Exercise instructions:
Go through the listing below and gather every line with the word "wooden".

Data to examine:
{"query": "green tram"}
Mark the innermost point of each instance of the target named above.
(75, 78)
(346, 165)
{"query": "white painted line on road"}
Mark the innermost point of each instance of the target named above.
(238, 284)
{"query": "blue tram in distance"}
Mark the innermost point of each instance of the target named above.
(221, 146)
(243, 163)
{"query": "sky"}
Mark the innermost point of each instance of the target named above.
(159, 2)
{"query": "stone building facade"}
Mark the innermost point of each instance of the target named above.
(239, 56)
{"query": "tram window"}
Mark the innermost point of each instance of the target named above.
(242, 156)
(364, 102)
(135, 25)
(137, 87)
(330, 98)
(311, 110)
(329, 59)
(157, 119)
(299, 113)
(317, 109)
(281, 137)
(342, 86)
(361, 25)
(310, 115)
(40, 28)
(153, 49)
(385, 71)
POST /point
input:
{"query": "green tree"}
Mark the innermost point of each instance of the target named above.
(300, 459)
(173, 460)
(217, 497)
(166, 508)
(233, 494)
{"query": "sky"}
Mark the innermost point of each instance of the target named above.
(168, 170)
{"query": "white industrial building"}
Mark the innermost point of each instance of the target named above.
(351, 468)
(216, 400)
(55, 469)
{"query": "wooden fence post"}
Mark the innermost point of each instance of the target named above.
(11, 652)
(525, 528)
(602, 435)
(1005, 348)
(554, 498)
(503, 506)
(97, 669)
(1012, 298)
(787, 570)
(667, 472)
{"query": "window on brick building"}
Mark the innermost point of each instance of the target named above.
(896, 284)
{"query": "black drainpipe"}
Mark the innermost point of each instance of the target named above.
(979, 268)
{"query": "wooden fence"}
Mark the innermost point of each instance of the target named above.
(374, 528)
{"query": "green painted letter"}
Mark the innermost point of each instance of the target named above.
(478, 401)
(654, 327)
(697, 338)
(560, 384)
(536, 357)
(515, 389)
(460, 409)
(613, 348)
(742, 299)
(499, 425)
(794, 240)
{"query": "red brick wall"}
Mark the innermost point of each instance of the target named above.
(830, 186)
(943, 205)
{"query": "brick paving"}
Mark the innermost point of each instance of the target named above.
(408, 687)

Response area:
{"query": "wooden fence post"}
{"query": "wooden fence"}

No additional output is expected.